__Parts of the exercise__
1: Copy the stretch from "A soft flexing cone as" through "one could argue." in the speaker-cone discussion word for word.
2: Answer these questions from the speaker-cone discussion:
(a) Edwin Skaaning was one of the founders of which company?
(b) About how much does a good production tool for P/P cones cost?
(c) What is described as "a memory effect"?

┌─ Selected passage

I suppose that you know that Edwin Skaaning was one of the founders of Dynaudio, hence the poly cones

Along with Scanspeak and Vifa, both of whom made none poly cones. I think if you look at his previous designs and the time line of them they were quite diverse and later focused in on poly which suggests to me that he found a preference and one he believes was right.

Their polycone has ONE big advantage ... its "easy" to alter the thickness and weight of the cone, controlling the parameters ... all made "inhouse"

Here's Per's thoughts:

There are always advantages and disadvantages when choosing a material for a product. In the world of transferring electrical signal into acoustic signal one must choose carefully. All materials have their own sound. Some at high frequencies and some at lower, some with a high Q breakup and other with lower. Polypropylene is the material we find with the most neutral sound, among the materials known in the business. Paper cones, liked by many serious audiophiles, have a “crispy” sound with a lot of “edge”. But this “crispy” sound is really the sound of paper adding to the sound. All materials add to the sound. One of the worst is a magnesium cone. The break-up is very pronounced and the Q of the break-up is among the highest. The faults can naturally be annulled using notch filters, but these have to be with an equal high Q and therefore far from ideal. P/P adds little to the sound and with a low Q and therefore sound natural. Some companies add a coating to paper cones, which helps damping of the high-Q break-ups and approaches the qualities of the P/P cone. Why not use a P/P cone then? Building and establishing the cone geometry and making a moving system with a good balance takes time. In house we have all the machinery for producing the tools for P/P cones. A nice tool for production costs around 7000 to 10000 US$. A paper cone tool costs almost 10 times the amount. If you do not hit the right geometry within the first couple of times, it will very fast become a costly affair. The P/P tools can be adjusted into hitting the right geometry and you therefore have much more attempts with a relative low cost. It is quite seldom one comes across a driver with paper cone and a nice useable frequency response. We believe P/P cones, all things taken into consideration, are the best.
 
A soft flexing cone as those made of PP will have more distortion than a rigid cone such a ceramic or magnesium. The bending and flexing of the PP cone will suffer from non-linear effects and also hysteresis.. a memory effect. Try go bending on a piece of plastic from a plastic jar/bottle.

The biggest issues is dispersion and the useable bandwith. If you want to build a two way speaker with high output you will have to go with a soft flexing cone in order to end up with a good match betwween bass and tweeter where they meet at the crossover region. Sure, if you can live with a big dip in the off axis upper range this is less of a problem one could argue.

└─
┌─ Listing

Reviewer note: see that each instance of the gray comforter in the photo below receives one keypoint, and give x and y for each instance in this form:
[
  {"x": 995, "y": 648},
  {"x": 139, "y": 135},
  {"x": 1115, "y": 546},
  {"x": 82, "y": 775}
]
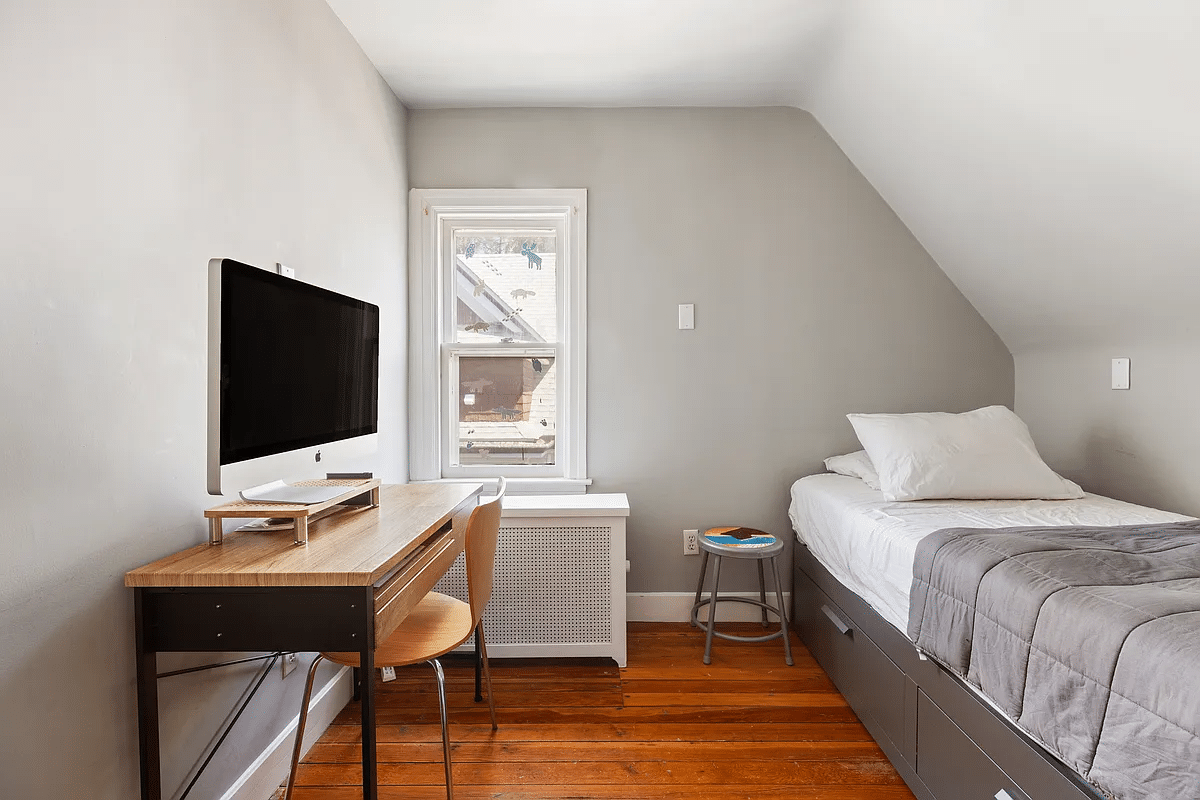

└─

__Outputs in order__
1:
A soft flexing cone as those made of PP will have more distortion than a rigid cone such a ceramic or magnesium. The bending and flexing of the PP cone will suffer from non-linear effects and also hysteresis.. a memory effect. Try go bending on a piece of plastic from a plastic jar/bottle.

The biggest issues is dispersion and the useable bandwith. If you want to build a two way speaker with high output you will have to go with a soft flexing cone in order to end up with a good match betwween bass and tweeter where they meet at the crossover region. Sure, if you can live with a big dip in the off axis upper range this is less of a problem one could argue.

2:
(a) Dynaudio
(b) Around 7000 to 10000 US$
(c) Hysteresis